→ ФРАГМЕНТ ТЕКСТА
####

Парадоксальным образом эта философия нейтрального подспудно и подсудно сливается с философией места (почва и кровь). В этой философии – спесивая укорененность (в противовес Вечному Жиду), языческое насилие, с энтузиазмом чернорубашечника обращенные к сакральному, безымянно божественному. "Божественному без Бога" (Эм.Левинас. "Трудная свобода").
И Левинас готовится призвать своих учителей – Хайдеггера и Гуссерля – к публичному раскаянию.
Призыв этот обернется "делом Хайдеггера" французских постмодернистов, о чем следующая часть "Иска Истории".
Сквозь все понятия Левинаса проступает самоощущение человека, выжившего и пережившего тех, кому Шоа велела не быть.
Здесь обретает голос "раненая совесть" человека, не находящего никаких оправданий своему "быть", ибо в крайнем понимании язык ненасилия должен быть лишен глагола "быть", как некого акта предписания, приказа.
Еще не веря в собственное спасение, Левинас вырабатывает требование к классической философии – признаться в своем замысле насилия, в жажде силы и власти, в жажде превратиться в идеологию, несмотря на все уловки и видимую бескорыстность. Пределом власти "я" – этой насильственной спеси классической философии – Левинас полагает Другого, который – такое же независимое начало мира, как и "я".
Другой своей свободой разрывает тотальность Истории, с большой или малой буквы, ибо, обладая началом и концом, всякая История тотальна.

####

→ ИСХОДНЫЙ МАТЕРИАЛ
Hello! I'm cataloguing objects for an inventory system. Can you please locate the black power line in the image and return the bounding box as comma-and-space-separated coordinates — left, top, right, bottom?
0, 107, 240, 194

####

→ ЗАДАНИЯ К ТЕКСТУ
1. Перепишите из фрагмента о Левинасе отрывок от слов «Сквозь все понятия» до слов «всякая История тотальна.» без единого изменения.
2. Кого, согласно фрагменту о Левинасе, он готовится призвать к публичному раскаянию?
3. Продолжите фрагмент о философии Левинаса, начав сразу после его последнего предложения.

→ ОТВЕТЫ К ЗАДАНИЯМ
1.
Сквозь все понятия Левинаса проступает самоощущение человека, выжившего и пережившего тех, кому Шоа велела не быть.
Здесь обретает голос "раненая совесть" человека, не находящего никаких оправданий своему "быть", ибо в крайнем понимании язык ненасилия должен быть лишен глагола "быть", как некого акта предписания, приказа.
Еще не веря в собственное спасение, Левинас вырабатывает требование к классической философии – признаться в своем замысле насилия, в жажде силы и власти, в жажде превратиться в идеологию, несмотря на все уловки и видимую бескорыстность. Пределом власти "я" – этой насильственной спеси классической философии – Левинас полагает Другого, который – такое же независимое начало мира, как и "я".
Другой своей свободой разрывает тотальность Истории, с большой или малой буквы, ибо, обладая началом и концом, всякая История тотальна.

2. Своих учителей, Хайдеггера и Гуссерля.

3.
Да, желание Левинаса – это желание метафизика.
Но среди опыта чудовищного насилия XX века, который учит, что помыслы людей определяются потребностями общества, властью вещей над человеком, властью людской злобы и одичания, открытая душе возможность метафизического желания – это спасение свободы и благородства, это тоска духа по Бесконечному, доброму в своем недосягаемом величии и великодушии. По Бесконечному, молчаливо, но распахнуто внимающему раскаянию и рвущейся сквозь задыхающееся горло исповеди, называемой молитвой.
Только палаческая зависть к такому откровению может заставить убийцу поднять оружие на молящегося.
И "если История намеревается объединить позицию "я" и Иное (Другого) в некоем безличном духе, то это "объединение" несправедливо и жестоко.
Бытие, выходящее за пределы Истории
История осуществляется через разрывы в ней, в которых ей выносят приговор.
"Мое соотношение с Другим выводит меня за пределы Истории" (Эм. Левинас. "Тотальность и Бесконечное").
Историографы убеждены, что хронологический порядок, ими создающийся, вычерчивает кривую бытия-в-себе, аналогичную природе.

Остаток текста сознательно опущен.